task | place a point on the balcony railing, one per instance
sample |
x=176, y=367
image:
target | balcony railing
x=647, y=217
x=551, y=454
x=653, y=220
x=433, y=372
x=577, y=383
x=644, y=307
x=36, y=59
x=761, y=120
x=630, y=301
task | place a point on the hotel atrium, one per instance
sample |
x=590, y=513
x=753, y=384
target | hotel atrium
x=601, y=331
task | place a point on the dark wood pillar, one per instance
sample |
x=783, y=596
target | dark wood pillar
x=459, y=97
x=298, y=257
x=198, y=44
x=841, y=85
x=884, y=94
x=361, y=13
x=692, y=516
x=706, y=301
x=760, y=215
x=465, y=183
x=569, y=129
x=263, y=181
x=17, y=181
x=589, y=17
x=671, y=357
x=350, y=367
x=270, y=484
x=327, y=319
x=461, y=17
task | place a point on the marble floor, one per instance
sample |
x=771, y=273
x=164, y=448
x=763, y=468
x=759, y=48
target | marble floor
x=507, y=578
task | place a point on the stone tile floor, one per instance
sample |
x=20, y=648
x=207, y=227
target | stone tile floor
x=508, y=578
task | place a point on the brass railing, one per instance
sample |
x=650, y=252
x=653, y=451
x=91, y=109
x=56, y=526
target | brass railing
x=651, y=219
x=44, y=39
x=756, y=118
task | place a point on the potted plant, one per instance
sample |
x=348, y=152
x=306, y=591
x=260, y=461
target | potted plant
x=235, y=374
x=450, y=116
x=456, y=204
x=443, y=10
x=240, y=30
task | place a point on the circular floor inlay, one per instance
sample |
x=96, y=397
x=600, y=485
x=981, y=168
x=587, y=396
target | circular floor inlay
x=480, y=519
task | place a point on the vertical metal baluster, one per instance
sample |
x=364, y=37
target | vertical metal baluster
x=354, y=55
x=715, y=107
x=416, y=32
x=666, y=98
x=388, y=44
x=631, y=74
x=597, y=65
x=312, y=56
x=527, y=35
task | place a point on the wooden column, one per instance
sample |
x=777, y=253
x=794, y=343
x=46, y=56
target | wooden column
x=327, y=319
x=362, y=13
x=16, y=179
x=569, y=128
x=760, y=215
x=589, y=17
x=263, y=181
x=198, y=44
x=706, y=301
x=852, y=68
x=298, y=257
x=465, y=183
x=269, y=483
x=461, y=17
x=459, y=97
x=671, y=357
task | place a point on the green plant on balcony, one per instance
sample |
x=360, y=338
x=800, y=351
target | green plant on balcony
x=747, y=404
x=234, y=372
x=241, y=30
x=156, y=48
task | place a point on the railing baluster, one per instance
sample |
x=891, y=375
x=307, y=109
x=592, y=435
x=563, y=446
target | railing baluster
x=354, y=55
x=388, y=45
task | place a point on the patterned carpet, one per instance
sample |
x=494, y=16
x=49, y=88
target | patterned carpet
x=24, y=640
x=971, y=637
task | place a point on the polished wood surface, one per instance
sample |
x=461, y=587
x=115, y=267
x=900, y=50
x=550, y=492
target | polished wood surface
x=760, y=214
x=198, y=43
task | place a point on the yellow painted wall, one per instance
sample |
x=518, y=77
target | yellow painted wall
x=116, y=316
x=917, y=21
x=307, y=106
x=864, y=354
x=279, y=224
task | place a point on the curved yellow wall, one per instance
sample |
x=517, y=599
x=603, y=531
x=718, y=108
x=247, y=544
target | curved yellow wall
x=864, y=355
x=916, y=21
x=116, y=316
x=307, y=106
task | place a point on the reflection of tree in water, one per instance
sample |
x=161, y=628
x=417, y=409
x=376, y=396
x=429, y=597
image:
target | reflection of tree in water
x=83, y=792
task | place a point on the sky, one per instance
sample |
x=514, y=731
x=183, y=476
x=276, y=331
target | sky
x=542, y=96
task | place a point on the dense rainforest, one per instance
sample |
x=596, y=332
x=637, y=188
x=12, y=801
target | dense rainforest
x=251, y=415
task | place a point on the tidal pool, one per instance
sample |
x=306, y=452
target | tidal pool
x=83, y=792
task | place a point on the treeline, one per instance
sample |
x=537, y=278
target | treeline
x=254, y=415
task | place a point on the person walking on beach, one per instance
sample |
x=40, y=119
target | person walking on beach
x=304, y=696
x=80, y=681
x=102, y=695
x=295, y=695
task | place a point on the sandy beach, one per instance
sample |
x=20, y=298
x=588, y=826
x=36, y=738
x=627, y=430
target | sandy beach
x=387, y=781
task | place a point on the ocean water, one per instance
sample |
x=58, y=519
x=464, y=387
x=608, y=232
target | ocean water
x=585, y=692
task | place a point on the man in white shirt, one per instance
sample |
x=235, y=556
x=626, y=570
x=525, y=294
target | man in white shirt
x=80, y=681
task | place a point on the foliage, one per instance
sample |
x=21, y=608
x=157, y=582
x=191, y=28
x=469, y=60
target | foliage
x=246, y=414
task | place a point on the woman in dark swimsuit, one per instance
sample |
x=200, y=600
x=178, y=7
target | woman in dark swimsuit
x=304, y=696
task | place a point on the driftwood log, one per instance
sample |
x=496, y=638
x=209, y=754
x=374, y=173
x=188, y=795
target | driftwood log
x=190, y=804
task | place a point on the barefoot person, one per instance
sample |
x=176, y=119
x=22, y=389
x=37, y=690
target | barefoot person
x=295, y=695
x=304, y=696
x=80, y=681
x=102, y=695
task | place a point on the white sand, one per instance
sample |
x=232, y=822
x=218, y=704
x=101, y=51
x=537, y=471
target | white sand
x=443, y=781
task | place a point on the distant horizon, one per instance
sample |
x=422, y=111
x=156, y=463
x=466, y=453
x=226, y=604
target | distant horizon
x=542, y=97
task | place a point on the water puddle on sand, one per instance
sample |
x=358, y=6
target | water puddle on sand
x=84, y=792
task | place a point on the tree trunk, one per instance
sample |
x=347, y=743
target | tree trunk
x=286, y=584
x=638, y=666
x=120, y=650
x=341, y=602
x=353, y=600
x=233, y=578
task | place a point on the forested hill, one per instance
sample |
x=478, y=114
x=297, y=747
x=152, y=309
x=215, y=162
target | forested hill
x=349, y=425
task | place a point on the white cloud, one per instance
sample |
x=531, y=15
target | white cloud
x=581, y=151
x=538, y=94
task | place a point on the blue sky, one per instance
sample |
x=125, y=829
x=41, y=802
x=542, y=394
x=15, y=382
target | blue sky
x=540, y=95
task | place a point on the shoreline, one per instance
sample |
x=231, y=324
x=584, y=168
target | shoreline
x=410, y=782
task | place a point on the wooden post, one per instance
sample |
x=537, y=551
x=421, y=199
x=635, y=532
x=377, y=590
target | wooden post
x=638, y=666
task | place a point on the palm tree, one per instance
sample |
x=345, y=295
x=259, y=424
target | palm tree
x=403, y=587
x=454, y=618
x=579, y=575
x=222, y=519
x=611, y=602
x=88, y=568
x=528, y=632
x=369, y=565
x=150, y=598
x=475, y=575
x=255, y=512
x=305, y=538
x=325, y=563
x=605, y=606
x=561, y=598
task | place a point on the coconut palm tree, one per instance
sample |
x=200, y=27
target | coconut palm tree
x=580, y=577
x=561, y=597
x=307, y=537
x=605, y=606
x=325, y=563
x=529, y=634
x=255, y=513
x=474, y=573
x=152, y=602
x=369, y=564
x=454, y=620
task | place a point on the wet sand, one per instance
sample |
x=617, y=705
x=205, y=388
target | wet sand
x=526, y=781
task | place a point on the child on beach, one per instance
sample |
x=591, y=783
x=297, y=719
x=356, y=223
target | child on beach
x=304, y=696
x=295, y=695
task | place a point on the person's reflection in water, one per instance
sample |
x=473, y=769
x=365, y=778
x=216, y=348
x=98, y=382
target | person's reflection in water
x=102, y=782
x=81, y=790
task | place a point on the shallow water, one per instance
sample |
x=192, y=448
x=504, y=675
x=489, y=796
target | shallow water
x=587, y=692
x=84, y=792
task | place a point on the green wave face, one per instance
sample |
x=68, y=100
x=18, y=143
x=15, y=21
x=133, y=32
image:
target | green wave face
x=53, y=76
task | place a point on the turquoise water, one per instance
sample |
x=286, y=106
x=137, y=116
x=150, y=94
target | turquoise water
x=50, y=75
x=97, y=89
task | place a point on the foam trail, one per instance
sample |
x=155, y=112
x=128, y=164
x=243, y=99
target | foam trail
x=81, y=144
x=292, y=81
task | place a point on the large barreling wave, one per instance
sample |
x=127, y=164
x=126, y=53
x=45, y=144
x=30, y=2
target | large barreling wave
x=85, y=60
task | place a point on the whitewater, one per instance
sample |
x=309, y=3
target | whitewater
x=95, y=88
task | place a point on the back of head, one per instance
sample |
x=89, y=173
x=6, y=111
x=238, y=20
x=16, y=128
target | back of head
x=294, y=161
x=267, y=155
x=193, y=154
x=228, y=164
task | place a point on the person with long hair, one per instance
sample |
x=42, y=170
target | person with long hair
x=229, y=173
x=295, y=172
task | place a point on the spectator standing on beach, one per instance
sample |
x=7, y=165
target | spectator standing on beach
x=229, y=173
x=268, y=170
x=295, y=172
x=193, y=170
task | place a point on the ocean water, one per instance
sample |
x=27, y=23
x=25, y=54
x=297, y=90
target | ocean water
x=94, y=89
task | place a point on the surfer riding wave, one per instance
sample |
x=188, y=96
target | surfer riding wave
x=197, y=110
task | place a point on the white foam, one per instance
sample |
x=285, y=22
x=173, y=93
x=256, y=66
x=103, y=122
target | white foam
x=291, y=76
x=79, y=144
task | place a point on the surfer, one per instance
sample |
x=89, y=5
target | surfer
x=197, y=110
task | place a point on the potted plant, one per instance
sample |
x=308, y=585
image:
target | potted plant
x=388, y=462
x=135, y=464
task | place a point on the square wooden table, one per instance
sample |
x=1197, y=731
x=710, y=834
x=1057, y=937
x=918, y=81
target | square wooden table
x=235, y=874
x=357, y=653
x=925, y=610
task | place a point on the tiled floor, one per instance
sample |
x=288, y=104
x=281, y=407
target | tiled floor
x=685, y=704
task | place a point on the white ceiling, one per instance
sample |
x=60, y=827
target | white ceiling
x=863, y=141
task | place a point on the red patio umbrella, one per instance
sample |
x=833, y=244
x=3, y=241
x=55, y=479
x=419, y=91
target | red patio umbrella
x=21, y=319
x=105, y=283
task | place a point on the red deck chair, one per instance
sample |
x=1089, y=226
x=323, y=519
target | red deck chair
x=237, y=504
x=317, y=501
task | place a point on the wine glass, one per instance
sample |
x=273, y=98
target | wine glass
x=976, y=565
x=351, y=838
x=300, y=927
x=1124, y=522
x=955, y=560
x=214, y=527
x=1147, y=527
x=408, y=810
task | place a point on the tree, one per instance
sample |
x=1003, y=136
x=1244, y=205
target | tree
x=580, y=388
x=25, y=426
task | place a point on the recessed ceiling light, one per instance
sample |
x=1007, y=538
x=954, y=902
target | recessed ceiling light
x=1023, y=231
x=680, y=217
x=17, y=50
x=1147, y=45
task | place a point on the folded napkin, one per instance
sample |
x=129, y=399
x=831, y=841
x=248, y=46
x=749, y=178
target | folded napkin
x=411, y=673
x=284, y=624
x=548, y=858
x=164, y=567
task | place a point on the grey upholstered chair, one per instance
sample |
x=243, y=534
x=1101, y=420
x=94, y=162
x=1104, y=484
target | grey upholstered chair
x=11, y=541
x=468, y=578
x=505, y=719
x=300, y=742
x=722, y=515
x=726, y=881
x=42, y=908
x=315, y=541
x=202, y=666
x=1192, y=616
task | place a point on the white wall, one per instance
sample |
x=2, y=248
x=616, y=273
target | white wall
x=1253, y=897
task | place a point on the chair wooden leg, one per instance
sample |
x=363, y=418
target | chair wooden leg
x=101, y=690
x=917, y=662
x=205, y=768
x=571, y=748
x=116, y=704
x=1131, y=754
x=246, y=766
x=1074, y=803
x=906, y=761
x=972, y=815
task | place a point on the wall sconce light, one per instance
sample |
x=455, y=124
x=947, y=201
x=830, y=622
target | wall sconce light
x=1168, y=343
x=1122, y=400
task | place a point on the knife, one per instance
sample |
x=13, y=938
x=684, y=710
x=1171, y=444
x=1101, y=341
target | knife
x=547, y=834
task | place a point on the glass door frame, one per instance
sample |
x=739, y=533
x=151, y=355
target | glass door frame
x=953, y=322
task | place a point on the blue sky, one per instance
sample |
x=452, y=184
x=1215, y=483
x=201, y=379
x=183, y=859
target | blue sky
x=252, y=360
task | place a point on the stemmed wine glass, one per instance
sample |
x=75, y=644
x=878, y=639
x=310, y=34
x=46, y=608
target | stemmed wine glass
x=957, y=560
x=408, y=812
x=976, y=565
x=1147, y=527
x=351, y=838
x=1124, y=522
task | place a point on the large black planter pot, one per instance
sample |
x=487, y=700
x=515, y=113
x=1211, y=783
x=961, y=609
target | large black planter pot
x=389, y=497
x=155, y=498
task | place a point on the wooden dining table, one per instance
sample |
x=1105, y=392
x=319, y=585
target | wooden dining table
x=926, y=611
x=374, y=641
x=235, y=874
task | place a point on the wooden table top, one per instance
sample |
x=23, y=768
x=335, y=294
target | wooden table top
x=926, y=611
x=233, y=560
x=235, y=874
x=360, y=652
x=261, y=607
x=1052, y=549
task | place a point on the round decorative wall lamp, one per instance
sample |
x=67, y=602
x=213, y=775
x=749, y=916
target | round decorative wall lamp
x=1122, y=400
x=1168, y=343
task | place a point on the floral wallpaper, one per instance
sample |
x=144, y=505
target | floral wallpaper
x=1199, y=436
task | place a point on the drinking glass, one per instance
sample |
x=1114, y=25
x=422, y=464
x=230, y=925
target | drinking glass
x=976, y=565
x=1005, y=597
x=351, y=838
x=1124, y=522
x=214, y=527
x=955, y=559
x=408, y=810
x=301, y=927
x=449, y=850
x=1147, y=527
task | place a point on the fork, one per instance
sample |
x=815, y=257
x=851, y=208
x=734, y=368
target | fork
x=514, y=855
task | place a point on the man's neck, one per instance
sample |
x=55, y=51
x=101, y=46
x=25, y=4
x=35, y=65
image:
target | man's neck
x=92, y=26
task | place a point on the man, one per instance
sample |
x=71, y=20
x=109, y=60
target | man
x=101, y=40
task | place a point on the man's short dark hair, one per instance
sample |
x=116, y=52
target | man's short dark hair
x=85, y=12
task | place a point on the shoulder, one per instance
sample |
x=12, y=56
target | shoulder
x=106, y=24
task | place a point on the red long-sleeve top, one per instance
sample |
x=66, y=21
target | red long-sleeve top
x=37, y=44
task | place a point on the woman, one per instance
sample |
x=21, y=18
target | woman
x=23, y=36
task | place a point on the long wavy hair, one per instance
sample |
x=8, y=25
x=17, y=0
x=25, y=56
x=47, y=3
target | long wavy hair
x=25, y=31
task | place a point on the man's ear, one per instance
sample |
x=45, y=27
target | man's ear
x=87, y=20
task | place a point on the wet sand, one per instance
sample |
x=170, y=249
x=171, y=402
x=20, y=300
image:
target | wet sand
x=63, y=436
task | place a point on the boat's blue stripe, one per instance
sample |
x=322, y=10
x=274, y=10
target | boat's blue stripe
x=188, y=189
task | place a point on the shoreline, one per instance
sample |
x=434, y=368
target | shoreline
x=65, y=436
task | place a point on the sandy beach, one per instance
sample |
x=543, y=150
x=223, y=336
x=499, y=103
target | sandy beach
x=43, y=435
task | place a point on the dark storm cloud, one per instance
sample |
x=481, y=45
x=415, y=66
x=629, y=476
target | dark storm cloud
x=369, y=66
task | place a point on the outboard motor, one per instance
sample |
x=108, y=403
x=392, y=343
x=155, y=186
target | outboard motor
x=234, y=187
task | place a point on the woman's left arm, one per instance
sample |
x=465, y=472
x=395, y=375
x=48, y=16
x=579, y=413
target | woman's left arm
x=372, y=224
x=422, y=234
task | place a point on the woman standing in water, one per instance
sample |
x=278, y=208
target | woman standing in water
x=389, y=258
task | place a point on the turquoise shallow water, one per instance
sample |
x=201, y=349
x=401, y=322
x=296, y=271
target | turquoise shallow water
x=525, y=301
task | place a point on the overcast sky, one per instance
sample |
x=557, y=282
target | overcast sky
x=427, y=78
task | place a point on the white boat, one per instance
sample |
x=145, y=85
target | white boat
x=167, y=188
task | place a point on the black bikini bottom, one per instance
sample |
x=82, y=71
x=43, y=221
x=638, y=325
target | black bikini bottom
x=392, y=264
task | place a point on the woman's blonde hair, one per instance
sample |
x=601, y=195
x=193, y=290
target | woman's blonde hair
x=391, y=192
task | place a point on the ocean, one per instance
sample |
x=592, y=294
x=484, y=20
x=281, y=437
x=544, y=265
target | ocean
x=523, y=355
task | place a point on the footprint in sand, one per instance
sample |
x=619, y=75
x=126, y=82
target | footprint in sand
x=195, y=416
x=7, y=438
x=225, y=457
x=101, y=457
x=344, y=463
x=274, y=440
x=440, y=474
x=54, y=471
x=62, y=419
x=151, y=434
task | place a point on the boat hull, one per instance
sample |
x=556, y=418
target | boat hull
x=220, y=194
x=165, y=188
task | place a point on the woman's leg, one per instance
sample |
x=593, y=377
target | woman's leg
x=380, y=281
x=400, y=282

###

Problem to work on:
Set down, word for word, only the lines running from the line with "task | place a point on the white boat, one" to the last line of the listing above. Both of those lines belong in your answer.

Reply to the task:
task | place a point on the white boat, one per instance
sample |
x=145, y=85
target | white boat
x=167, y=188
task | place a point on the black bikini bottom, one per instance
sample |
x=82, y=71
x=43, y=221
x=638, y=325
target | black bikini bottom
x=392, y=264
task | place a point on the woman's blonde hair, one per instance
sample |
x=601, y=195
x=193, y=290
target | woman's blonde hair
x=391, y=192
task | place a point on the ocean, one per instance
sample |
x=592, y=294
x=484, y=20
x=281, y=437
x=544, y=265
target | ocean
x=523, y=355
task | place a point on the footprint in sand, one per instance
sample |
x=619, y=75
x=126, y=82
target | footprint in sand
x=195, y=416
x=7, y=438
x=225, y=457
x=101, y=457
x=344, y=463
x=274, y=440
x=440, y=474
x=54, y=471
x=62, y=419
x=151, y=434
task | place a point on the boat hull, one per instance
sample |
x=556, y=418
target | boat hull
x=220, y=194
x=165, y=188
task | place a point on the woman's leg, one per instance
sample |
x=593, y=377
target | woman's leg
x=380, y=281
x=400, y=282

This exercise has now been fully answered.